> **Selected text**:
By Doug Ireland
---- — SALEM, N.H. — Starting Monday, a local company will offer an east-west transit service unique to Southern New Hampshire.
It’s called East West Express — and it’s an initiative that Flight Line of Salem and transportation officials hope really takes off.
The company, located on Pelham Road, was awarded a $2.4 million grant last year to operate a private van service linking communities between Manchester and Portsmouth. The service will provide 20 round trips daily.
That means residents of Southern New Hampshire — from Plaistow to Salem — will benefit, according to Flight Line president Jamie Dowd.
They can grab a ride to Manchester-Boston Regional Airport to catch a flight or to Portsmouth to go shopping and take advantage of its many restaurants and hotels, leaving their car at home, he said.
“This is the first regularly scheduled service to connect the seacoast to Manchester,” Dowd said. “A lot of people have been asking for this for some time.”
The new service is part of a public-private partnership between Flight Line, the New Hampshire Department of Transportation and the federal government. It is expected to provide affordable and efficient transit along a route that has never had public transportation.
It will cost $19 per person for a one-way trip between Manchester and Portsmouth, $9 for a trip between Epping and Manchester, and $10 for a trip between Epping and Portsmouth. Discounts are available for senior citizens and Medicare recipients.
A frequent rider program offers trips for $10 each way between Manchester and Portsmouth and $5 from Epping, roughly halfway between the two cities and a short distance from Kingston and Newton.
The service will also provide another alternative for people commuting to jobs in Manchester and Portsmouth — two of the largest cities in the state, according to Fred Butler, the DOT’s public transportation administrator.
“We expect it to be huge,” Butler said yesterday. “It’s been 10 years in the making.”
The Governor’s Executive Council approved the three-year contract for the service in November 2012. The funding is from the DOT and the Federal Highway Administration’s Congestion Mitigation and Air Quality Program.
State Transportation Commissioner Chris Clement praised the service.
“East West Express will cut emissions and congestion from commuters and airport travelers,” Clement said in a prepared statement. “It will reduce individuals’ trips and their emissions and fuel use.”
While Flight Line has been transporting people to Logan International and Manchester-Boston Regional airports for more than 25 years, providing east-west service will be a new challenge, Dowd said.
But he’s optimistic his 70-employee company can make the transition. It’s hiring an additional 10 to 15 employees and has purchased six vans for about $85,000 each.
The goal is to begin transporting about 50 passengers a day and to increase that number to 85 by next year and 100 by the third year, Dowd said. Twenty people immediately made reservations when the service was announced Wednesday.
No companies had proposed providing transit service along the largely rural route until a study was completed by the Southern New Hampshire and Rockingham County planning commissions in 2009, Butler said.
“Until a study was done, there was no funding for that service,” he said. “That ramped things up when the CMAC funding became available.”
Thomas Malafronte, assistant airport director at Manchester-Boston Regional Airport, said the new service will be beneficial to customers.
“We think it will be a win-win,” he said. “We’re going to do everything we can to help them become successful.”
The stops are at the airport, the Manchester Transportation Center on Canal Street, the Epping Park and Ride on Route 125, and the Portsmouth Transportation Center on Route 33. Reservations can be made at eastwestnh.com or 1-800-245-2525.

> **Listed entries**:
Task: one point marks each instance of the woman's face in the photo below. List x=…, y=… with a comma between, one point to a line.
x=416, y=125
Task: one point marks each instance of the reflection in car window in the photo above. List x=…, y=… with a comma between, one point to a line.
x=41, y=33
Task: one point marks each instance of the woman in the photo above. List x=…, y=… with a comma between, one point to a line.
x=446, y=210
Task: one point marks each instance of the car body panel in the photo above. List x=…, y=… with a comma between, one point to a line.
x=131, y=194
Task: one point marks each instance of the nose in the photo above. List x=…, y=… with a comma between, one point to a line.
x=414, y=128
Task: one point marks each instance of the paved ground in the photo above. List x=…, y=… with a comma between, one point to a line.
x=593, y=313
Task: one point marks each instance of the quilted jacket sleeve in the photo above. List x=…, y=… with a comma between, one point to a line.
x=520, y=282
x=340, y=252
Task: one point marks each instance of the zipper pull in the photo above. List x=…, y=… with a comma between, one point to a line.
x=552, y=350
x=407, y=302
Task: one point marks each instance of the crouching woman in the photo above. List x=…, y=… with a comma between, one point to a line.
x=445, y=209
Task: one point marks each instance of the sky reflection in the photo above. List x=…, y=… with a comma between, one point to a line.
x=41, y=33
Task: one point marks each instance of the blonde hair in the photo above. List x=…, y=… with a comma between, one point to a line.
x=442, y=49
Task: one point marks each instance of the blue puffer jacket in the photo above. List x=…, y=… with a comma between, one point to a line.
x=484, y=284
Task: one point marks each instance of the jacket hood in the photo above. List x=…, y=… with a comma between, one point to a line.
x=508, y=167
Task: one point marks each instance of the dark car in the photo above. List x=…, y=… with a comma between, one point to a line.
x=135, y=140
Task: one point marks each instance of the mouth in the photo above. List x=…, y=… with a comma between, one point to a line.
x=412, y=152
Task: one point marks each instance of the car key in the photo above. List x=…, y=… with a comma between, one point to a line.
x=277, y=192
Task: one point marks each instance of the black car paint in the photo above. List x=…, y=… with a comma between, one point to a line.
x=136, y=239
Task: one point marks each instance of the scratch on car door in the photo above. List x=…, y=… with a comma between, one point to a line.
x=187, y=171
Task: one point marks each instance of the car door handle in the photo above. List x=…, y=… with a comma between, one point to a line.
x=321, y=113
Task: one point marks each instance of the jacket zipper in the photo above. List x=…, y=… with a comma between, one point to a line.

> **Check your understanding**:
1. Using the article on the East West Express, explain in one to three sentences why no company had proposed transit service along the route before the 2009 study.
2. From the East West Express article, quote the part that opens with the words containing "The service will also" and closes with "praised the service.".
Rely solely on the article about the East West Express service.

> **Results of the exercise**:
1. Butler said that until a study was done, there was no funding for that service. The 2009 study by the Southern New Hampshire and Rockingham County planning commissions "ramped things up" when the CMAC funding became available.

2.
The service will also provide another alternative for people commuting to jobs in Manchester and Portsmouth — two of the largest cities in the state, according to Fred Butler, the DOT’s public transportation administrator.
“We expect it to be huge,” Butler said yesterday. “It’s been 10 years in the making.”
The Governor’s Executive Council approved the three-year contract for the service in November 2012. The funding is from the DOT and the Federal Highway Administration’s Congestion Mitigation and Air Quality Program.
State Transportation Commissioner Chris Clement praised the service.